↓↓↓
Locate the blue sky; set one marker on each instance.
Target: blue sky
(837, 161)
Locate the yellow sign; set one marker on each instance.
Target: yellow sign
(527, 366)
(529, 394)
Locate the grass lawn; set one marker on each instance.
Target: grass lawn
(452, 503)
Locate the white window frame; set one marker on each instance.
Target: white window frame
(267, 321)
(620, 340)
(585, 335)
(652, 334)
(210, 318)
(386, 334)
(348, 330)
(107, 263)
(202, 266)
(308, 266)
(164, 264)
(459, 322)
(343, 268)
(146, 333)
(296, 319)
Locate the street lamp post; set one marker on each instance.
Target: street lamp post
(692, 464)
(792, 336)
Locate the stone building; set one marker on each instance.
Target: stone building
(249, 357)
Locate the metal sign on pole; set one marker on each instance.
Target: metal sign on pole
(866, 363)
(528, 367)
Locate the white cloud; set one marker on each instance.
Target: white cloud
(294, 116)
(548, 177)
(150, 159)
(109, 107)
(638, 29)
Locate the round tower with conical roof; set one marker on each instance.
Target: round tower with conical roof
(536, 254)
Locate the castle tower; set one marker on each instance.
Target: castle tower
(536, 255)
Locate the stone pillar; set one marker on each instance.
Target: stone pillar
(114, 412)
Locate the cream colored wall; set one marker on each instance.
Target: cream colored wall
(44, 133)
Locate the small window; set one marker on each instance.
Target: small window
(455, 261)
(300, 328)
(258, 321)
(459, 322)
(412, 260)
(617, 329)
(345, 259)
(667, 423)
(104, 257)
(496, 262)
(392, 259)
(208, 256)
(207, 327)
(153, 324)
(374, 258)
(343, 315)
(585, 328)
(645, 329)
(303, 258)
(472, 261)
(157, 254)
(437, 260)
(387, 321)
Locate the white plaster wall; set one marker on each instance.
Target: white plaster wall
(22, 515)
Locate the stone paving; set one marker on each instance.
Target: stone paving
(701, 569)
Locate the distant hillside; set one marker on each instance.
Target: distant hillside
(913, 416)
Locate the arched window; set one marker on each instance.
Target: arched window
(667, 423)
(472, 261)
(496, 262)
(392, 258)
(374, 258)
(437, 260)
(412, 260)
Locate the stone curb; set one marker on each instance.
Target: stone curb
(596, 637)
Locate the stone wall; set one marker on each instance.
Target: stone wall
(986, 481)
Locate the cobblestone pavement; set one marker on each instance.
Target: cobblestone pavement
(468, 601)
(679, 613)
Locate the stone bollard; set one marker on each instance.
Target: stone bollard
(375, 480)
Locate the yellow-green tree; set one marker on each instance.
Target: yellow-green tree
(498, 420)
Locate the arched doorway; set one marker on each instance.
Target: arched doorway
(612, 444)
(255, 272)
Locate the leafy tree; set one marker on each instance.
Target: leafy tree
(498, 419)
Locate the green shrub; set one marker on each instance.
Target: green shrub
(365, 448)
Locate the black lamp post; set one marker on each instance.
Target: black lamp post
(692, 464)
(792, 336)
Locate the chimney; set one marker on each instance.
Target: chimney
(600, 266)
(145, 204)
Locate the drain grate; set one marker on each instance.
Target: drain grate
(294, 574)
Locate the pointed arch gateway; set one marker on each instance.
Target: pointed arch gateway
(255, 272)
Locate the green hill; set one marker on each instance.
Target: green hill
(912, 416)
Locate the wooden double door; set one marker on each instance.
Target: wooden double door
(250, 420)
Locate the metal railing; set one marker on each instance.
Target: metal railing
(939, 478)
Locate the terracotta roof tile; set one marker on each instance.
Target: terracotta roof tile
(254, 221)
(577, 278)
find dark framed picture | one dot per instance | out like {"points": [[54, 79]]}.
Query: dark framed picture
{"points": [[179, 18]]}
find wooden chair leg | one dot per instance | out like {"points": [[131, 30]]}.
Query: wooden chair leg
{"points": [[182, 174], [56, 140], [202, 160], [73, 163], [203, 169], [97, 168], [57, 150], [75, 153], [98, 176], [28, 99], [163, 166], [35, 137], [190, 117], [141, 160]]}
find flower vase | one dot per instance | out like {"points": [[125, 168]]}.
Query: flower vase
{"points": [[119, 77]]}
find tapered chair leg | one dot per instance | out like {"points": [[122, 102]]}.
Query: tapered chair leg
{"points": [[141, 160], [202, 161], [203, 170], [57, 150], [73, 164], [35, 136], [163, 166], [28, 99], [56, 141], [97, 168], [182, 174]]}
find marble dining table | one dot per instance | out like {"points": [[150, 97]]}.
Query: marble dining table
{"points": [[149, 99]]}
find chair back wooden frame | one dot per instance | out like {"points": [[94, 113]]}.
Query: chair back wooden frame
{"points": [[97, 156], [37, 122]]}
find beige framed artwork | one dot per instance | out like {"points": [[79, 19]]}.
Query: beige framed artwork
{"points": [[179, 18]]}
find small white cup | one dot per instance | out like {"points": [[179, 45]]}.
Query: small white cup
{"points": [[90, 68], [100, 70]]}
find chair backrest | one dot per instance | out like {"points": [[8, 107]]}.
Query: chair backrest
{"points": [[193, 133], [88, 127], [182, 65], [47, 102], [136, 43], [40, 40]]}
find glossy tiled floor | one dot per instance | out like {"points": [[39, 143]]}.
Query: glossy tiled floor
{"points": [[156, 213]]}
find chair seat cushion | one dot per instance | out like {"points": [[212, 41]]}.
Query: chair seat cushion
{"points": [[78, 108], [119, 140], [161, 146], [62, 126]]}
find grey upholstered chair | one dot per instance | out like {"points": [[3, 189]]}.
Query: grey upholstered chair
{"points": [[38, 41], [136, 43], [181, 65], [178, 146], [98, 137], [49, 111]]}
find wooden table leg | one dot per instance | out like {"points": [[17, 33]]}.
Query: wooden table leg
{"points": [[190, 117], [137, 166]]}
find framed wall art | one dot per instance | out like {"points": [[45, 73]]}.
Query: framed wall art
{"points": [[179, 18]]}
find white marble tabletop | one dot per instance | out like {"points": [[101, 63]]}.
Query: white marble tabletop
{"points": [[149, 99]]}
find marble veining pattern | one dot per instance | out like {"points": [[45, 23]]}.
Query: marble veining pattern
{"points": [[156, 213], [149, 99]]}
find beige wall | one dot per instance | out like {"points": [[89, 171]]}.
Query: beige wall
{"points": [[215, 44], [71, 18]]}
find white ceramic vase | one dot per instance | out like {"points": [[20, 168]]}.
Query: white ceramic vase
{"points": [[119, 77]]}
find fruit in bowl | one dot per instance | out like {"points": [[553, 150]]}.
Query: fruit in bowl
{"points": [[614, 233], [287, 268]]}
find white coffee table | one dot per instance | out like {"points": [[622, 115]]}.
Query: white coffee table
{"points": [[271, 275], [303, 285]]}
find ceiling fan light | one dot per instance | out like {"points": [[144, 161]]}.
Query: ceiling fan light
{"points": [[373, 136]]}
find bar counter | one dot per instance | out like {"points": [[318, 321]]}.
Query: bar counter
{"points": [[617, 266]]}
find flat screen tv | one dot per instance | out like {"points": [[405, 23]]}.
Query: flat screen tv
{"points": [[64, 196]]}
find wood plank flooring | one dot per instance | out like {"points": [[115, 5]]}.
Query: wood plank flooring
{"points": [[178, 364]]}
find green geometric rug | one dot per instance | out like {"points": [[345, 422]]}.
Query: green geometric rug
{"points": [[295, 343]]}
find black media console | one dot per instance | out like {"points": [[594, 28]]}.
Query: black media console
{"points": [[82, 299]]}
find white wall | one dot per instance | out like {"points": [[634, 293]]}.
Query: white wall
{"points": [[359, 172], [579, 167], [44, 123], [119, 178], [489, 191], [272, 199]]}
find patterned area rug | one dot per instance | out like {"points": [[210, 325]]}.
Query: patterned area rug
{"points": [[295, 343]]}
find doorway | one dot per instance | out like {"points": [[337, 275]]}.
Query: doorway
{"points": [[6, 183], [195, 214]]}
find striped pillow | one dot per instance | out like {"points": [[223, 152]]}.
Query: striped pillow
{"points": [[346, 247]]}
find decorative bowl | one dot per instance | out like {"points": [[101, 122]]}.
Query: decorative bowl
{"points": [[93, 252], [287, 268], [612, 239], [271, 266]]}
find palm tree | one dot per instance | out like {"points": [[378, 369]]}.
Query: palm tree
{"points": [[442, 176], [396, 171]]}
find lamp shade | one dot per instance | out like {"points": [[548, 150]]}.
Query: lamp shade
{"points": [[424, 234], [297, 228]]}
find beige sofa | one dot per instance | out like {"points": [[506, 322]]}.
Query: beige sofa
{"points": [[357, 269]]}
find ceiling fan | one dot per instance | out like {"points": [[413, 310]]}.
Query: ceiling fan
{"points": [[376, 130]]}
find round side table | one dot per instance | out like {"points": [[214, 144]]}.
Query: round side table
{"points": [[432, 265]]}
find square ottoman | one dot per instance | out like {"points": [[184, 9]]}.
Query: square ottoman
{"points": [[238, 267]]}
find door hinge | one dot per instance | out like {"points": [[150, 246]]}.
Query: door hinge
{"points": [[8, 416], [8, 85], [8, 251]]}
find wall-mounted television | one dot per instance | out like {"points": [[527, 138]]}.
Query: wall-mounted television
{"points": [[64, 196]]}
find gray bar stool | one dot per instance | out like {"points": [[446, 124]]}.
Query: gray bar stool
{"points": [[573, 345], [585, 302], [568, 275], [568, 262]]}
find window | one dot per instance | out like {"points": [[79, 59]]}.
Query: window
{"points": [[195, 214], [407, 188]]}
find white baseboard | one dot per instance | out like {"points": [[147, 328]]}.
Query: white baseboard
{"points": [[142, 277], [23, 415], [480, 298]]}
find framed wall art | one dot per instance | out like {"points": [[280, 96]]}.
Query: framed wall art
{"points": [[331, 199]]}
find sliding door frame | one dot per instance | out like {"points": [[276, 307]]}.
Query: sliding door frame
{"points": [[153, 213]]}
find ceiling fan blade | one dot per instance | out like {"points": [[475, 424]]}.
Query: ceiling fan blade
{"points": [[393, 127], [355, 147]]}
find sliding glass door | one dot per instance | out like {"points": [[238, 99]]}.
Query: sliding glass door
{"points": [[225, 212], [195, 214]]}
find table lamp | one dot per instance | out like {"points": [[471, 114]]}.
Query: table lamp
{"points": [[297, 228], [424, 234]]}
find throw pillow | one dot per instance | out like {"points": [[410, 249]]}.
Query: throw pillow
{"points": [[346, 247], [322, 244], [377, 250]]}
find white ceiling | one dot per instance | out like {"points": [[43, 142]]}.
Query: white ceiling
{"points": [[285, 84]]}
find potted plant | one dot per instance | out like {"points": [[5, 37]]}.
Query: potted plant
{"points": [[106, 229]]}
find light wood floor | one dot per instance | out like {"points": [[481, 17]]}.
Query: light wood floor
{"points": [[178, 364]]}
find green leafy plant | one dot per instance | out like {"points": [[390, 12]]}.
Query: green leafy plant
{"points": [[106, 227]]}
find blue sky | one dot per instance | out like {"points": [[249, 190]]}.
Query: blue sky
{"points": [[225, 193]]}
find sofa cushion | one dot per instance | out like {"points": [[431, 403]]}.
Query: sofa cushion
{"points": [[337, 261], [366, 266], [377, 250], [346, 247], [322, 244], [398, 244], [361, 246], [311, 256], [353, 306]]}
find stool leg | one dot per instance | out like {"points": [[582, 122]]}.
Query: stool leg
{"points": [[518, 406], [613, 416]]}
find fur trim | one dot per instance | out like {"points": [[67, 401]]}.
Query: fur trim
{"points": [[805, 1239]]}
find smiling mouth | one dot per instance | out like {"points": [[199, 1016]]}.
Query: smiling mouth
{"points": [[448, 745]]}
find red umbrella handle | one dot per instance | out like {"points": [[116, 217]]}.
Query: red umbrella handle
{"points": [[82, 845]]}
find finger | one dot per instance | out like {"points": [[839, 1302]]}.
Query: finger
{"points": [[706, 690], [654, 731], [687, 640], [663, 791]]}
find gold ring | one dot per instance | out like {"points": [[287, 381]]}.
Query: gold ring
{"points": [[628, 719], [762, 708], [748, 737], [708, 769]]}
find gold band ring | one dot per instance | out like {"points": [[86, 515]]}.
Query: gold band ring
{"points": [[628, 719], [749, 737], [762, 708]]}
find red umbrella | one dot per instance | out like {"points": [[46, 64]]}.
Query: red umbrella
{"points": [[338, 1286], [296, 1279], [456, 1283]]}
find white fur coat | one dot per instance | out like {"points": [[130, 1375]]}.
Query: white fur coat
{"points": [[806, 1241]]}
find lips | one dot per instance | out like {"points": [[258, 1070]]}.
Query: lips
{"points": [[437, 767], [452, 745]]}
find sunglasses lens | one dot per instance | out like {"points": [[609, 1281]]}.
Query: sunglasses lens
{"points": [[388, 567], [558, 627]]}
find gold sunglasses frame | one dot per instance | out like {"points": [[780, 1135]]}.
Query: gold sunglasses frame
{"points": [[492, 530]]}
↑↑↑
ASSIGNMENT: Everything from the line with "Locate the green shrub;" through the line with "find wooden chair" should be written out exactly as it appears above, end lines included, and nothing outside that range.

TASK OUTPUT:
Locate the green shrub; set one marker on each instance.
Target: green shrub
(365, 448)
Locate the black lamp post; set one marker on each instance.
Target: black lamp post
(692, 464)
(792, 336)
Locate the chimney; set one marker on each instance.
Target: chimney
(600, 266)
(145, 204)
Locate the drain grate; set one marker on each instance.
Target: drain grate
(294, 574)
Locate the pointed arch gateway; set one marker on each instance.
Target: pointed arch gateway
(255, 272)
Locate the green hill; set one marker on each instance.
Target: green hill
(912, 416)
Locate the wooden double door; set one marker on each instance.
Target: wooden double door
(250, 420)
Locate the metal railing; set one marker on each instance.
Target: metal railing
(939, 478)
Locate the terracotta roof tile; set one marker on each instance.
Target: terracotta roof tile
(254, 221)
(577, 278)
find dark framed picture | one dot per instance | out like {"points": [[54, 79]]}.
Query: dark framed picture
{"points": [[179, 18]]}
find wooden chair leg | one dot per instance | out like {"points": [[131, 30]]}.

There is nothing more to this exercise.